Listed records:
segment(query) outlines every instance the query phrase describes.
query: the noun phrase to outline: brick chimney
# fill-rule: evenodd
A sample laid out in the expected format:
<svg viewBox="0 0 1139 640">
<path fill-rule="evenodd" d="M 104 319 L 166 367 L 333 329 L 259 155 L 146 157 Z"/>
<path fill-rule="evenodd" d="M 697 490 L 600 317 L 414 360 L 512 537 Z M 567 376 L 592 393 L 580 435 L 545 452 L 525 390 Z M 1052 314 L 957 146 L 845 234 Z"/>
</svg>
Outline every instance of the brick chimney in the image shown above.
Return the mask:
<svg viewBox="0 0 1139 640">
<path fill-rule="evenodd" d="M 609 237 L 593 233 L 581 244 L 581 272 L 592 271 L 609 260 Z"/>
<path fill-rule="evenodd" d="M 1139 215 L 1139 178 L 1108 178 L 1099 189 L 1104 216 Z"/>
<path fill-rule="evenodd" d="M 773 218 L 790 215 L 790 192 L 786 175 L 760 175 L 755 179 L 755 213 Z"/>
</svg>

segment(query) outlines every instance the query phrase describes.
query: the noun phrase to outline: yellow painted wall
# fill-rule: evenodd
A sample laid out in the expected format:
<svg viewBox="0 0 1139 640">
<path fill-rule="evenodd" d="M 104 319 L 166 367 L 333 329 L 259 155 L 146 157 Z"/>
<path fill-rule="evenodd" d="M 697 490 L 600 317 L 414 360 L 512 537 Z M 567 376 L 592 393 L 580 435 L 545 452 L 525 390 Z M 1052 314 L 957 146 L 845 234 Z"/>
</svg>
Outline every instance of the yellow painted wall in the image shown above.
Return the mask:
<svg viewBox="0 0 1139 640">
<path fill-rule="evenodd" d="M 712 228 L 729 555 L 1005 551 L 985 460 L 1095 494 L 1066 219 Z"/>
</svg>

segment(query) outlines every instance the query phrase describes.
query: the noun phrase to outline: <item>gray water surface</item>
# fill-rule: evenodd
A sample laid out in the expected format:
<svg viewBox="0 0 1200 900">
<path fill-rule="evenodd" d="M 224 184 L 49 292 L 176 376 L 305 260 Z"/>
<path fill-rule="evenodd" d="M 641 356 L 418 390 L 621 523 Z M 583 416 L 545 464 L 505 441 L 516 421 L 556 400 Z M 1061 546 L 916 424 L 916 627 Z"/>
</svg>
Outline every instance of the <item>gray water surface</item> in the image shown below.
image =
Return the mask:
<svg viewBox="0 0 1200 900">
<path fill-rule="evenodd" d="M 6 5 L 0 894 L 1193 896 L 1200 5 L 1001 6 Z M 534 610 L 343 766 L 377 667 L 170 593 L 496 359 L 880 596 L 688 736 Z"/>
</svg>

Task instructions: Reproduce all three items above line for line, changing nothing.

Task response:
segment(query) outlines every instance the query phrase describes.
query: the noun phrase to outline: brick chimney
# fill-rule: evenodd
A sample laid out in the expected format:
<svg viewBox="0 0 1139 640">
<path fill-rule="evenodd" d="M 104 319 L 166 367 L 333 329 L 259 155 L 146 157 Z"/>
<path fill-rule="evenodd" d="M 697 490 L 600 317 L 414 360 L 512 537 Z M 567 376 L 592 393 L 580 435 L 545 452 L 525 390 Z M 1052 314 L 957 146 L 845 234 Z"/>
</svg>
Outline every instance of the brick chimney in the image shown above.
Return the mask:
<svg viewBox="0 0 1139 640">
<path fill-rule="evenodd" d="M 609 237 L 593 233 L 581 244 L 581 272 L 592 271 L 609 260 Z"/>
<path fill-rule="evenodd" d="M 1139 215 L 1139 178 L 1108 178 L 1099 189 L 1104 216 Z"/>
<path fill-rule="evenodd" d="M 773 218 L 790 215 L 790 192 L 786 175 L 760 175 L 755 179 L 755 213 Z"/>
</svg>

segment(query) outlines every instance the query phrase describes.
query: the noun phrase to outline: yellow painted wall
# fill-rule: evenodd
A sample laid out in the expected format:
<svg viewBox="0 0 1139 640">
<path fill-rule="evenodd" d="M 104 319 L 166 367 L 333 329 L 259 155 L 146 157 Z"/>
<path fill-rule="evenodd" d="M 697 490 L 600 317 L 414 360 L 512 537 Z M 567 376 L 592 393 L 580 435 L 545 452 L 525 390 Z M 1052 314 L 957 146 L 845 234 Z"/>
</svg>
Outline every instance of the yellow painted wall in the image shown above.
Return the mask:
<svg viewBox="0 0 1139 640">
<path fill-rule="evenodd" d="M 712 228 L 729 555 L 1005 551 L 985 460 L 1095 494 L 1066 219 Z"/>
</svg>

segment(query) outlines every instance the query phrase describes.
query: the noun phrase to outline: <item>gray water surface</item>
# fill-rule: evenodd
A sample laid out in the expected format:
<svg viewBox="0 0 1200 900">
<path fill-rule="evenodd" d="M 224 184 L 49 292 L 176 376 L 305 260 Z"/>
<path fill-rule="evenodd" d="M 641 356 L 418 390 L 621 523 Z M 583 416 L 545 464 L 505 441 L 516 421 L 556 400 Z M 1061 546 L 916 424 L 916 627 Z"/>
</svg>
Outline every instance of the <item>gray water surface</item> in the image shown below.
image =
Return the mask:
<svg viewBox="0 0 1200 900">
<path fill-rule="evenodd" d="M 6 5 L 0 894 L 1193 896 L 1200 5 L 1001 6 Z M 534 610 L 343 766 L 377 667 L 170 593 L 496 359 L 880 596 L 688 736 Z"/>
</svg>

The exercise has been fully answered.